§ **PROBLEM TO SOLVE**: Emit the line that holds "Where can you spot the bus front bumper?" and all lines following it through the end of the data, verbatim, and nothing else.

§ **SUPPLIED DATA**:
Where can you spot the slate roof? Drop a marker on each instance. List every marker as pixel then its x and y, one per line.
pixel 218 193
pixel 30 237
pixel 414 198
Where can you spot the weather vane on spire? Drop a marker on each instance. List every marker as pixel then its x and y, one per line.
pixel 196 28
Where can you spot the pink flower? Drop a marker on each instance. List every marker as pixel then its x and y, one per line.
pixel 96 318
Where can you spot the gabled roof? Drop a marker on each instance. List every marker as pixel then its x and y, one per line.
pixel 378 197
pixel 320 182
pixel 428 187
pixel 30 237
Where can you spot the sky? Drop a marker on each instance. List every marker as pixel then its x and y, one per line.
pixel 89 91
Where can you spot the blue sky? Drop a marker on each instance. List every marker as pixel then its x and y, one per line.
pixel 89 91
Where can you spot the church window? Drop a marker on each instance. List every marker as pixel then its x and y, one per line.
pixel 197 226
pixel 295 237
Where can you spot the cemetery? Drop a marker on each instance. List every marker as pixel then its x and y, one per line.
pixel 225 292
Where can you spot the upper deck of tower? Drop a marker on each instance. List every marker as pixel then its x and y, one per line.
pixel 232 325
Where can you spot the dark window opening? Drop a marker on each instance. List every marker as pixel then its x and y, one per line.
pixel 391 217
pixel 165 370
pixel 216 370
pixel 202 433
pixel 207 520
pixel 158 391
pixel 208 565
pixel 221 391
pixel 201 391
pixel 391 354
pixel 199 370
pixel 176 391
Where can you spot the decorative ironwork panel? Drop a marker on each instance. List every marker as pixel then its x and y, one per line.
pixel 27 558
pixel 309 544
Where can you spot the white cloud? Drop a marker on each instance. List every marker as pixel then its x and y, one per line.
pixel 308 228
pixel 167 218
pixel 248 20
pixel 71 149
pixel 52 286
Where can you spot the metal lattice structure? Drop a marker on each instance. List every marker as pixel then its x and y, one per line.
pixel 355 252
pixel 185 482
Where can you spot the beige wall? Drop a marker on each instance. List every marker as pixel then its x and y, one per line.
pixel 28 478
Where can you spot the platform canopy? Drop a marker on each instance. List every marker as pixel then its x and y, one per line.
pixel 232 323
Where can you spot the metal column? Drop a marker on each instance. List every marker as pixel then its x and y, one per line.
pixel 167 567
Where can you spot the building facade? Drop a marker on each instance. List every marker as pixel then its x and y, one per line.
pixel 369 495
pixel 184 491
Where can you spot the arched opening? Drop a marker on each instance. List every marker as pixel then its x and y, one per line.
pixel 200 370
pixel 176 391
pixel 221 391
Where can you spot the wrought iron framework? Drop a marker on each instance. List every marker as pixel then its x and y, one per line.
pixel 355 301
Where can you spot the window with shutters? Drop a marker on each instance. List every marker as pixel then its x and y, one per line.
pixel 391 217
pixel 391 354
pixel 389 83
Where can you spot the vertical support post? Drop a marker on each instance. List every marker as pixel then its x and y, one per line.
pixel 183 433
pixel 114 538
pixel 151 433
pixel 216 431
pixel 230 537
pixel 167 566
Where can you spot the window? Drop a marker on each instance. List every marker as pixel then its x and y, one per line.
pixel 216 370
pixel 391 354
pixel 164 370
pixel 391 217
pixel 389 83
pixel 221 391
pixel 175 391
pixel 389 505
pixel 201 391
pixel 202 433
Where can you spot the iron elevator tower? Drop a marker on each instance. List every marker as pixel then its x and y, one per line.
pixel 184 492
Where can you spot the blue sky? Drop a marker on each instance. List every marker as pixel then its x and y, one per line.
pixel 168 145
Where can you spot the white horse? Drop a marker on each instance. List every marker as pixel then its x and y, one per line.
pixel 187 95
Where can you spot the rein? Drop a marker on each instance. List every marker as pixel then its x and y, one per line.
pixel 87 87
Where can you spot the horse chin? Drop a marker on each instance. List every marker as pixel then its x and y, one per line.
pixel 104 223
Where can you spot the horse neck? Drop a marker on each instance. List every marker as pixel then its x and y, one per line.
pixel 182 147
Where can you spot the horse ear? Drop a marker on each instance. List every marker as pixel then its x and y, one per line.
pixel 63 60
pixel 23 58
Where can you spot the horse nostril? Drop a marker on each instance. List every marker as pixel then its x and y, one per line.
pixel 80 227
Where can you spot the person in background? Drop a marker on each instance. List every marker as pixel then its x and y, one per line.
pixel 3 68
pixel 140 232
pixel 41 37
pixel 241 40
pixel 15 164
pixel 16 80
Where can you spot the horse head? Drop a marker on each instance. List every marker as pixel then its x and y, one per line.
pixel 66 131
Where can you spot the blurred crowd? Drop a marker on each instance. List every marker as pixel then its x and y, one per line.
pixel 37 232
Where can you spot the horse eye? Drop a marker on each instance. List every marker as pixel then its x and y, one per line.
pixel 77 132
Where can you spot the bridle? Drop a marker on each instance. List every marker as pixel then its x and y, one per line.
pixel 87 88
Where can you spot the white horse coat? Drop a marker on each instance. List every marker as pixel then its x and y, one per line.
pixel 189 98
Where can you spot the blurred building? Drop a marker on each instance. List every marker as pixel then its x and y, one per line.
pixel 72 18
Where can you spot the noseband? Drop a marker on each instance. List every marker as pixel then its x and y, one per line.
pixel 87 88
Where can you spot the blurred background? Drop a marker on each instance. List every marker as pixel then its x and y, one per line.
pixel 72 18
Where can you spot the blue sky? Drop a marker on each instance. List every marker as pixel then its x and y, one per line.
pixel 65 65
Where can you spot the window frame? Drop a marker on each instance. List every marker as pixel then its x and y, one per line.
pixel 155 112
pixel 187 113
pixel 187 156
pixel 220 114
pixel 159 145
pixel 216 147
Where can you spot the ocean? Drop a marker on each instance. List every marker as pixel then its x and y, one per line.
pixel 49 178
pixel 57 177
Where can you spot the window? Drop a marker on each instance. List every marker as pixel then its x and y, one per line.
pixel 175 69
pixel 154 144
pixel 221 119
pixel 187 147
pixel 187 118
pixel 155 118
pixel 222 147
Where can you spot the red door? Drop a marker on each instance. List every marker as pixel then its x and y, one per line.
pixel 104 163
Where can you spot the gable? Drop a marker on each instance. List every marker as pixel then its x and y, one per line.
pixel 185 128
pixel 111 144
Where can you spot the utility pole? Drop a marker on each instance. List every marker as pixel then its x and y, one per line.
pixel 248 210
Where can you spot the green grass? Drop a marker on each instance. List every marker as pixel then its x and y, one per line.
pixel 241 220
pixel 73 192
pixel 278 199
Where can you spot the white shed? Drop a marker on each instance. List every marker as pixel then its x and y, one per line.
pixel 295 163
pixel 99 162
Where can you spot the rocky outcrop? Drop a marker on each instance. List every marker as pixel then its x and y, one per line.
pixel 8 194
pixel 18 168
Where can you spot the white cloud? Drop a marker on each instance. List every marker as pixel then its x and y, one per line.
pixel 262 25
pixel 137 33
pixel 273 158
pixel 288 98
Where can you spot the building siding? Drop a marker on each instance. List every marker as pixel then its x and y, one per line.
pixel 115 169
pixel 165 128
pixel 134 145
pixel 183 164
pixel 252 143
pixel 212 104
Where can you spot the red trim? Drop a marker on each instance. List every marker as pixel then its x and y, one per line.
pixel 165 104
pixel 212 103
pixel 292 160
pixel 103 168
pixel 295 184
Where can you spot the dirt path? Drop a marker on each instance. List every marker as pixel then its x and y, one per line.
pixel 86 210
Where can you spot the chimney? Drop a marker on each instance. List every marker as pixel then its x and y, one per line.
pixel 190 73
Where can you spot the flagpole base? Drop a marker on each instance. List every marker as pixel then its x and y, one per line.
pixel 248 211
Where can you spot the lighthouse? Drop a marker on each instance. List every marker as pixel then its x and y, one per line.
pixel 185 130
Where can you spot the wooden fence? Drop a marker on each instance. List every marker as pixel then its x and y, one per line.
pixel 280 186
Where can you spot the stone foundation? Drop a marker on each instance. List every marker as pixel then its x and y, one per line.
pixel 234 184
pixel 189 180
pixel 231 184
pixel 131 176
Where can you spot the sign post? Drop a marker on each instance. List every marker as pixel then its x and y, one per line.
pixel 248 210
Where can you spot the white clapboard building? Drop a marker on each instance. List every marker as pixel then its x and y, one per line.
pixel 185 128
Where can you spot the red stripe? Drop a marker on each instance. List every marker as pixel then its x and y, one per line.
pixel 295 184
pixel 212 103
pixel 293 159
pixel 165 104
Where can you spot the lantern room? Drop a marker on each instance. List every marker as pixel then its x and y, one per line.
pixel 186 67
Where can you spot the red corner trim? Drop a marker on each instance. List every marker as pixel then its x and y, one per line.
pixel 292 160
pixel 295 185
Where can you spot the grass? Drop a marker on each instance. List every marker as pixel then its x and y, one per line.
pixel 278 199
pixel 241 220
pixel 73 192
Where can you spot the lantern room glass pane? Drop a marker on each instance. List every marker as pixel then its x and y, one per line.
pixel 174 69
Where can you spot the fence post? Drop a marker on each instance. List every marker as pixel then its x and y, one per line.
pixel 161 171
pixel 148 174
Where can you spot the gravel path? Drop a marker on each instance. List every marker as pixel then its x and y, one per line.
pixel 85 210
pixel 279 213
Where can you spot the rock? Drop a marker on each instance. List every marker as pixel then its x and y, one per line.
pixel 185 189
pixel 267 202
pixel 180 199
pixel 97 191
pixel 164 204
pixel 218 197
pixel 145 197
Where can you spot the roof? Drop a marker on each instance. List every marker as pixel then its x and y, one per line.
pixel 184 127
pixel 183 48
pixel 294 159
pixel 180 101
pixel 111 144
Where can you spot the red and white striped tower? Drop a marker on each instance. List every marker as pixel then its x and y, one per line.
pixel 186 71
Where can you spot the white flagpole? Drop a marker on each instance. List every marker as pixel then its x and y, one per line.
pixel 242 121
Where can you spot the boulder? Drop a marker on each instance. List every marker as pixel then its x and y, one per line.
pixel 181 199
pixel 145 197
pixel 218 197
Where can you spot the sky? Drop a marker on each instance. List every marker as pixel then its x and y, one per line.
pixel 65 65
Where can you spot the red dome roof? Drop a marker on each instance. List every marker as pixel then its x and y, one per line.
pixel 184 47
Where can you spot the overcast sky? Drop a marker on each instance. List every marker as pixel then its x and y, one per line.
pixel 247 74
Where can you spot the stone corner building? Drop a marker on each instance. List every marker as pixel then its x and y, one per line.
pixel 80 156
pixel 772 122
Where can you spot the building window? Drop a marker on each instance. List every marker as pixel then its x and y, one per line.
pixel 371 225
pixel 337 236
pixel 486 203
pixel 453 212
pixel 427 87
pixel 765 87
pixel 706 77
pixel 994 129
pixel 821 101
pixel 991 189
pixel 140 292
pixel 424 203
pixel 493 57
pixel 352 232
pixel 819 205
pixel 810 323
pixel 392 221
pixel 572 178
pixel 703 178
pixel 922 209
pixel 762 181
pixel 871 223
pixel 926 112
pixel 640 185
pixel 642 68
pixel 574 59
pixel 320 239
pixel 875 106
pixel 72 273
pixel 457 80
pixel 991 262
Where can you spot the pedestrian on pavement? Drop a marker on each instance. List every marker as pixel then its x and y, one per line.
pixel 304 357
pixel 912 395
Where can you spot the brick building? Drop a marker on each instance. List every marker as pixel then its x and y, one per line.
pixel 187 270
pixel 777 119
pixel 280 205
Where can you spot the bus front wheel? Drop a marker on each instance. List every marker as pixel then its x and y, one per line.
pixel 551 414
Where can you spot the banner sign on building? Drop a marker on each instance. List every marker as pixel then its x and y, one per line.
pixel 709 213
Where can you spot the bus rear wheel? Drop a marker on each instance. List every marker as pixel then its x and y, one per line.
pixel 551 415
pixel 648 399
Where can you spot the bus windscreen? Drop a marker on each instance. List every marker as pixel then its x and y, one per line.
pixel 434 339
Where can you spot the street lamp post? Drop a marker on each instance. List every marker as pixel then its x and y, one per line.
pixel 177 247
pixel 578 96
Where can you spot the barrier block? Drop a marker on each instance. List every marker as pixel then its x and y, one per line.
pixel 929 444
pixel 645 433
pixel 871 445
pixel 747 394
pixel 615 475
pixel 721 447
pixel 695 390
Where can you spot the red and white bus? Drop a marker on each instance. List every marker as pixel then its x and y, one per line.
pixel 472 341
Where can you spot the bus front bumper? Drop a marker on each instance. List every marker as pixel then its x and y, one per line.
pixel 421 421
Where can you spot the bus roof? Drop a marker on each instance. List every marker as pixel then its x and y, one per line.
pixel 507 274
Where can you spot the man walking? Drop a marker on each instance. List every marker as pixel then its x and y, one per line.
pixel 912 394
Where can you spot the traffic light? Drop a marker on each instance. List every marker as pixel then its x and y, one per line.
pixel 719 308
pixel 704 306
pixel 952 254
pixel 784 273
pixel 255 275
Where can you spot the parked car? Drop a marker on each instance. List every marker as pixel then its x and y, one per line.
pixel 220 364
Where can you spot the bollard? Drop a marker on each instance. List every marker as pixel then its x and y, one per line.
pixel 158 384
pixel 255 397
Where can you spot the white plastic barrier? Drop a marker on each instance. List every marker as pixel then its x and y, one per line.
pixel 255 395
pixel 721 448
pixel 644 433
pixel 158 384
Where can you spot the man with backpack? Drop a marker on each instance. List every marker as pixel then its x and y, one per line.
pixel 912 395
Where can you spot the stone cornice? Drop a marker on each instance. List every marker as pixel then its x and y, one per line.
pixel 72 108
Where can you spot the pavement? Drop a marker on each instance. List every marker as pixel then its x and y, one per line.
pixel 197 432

§ **WRITTEN ANSWER**:
Where can you spot the bus front bumper? Drop a marker on each instance. List every marker as pixel then its x and y, one per line.
pixel 421 421
Where can you spot the bus roof? Drop a marker on each instance. List every marker as pixel then its x and y, one per line.
pixel 507 274
Where can you spot the man walking? Drop a marker on each instance. List every marker as pixel then its x and y, one per line.
pixel 912 394
Where can you spot the traffic light? Drop a marker on each instance. List every marker as pixel then its x and y, one per line.
pixel 719 308
pixel 704 306
pixel 952 254
pixel 784 273
pixel 255 275
Where can you spot the parked car? Drop a marker on each instance. List every marker as pixel then its x and y, one per line.
pixel 220 364
Where can you spot the bollard? Drop a marker on each instance. List every marker as pixel then its x and y, one per line.
pixel 158 384
pixel 255 397
Where can you spot the white plastic barrier? Drop a marker on each instance. List every marker as pixel then its x and y, one per line.
pixel 255 395
pixel 721 448
pixel 644 433
pixel 158 384
Where can you spot the man with backpack? Drop a marker on each instance. List every marker as pixel then its x and y, one per line.
pixel 912 395
Where can you spot the stone cornice? Drop a marker on each instance. List every marker as pixel then its x and y, one per line.
pixel 72 108
Where can you spot the pavement? Drop a marker on each instance. List every marker as pixel then its x and y, one per line.
pixel 197 432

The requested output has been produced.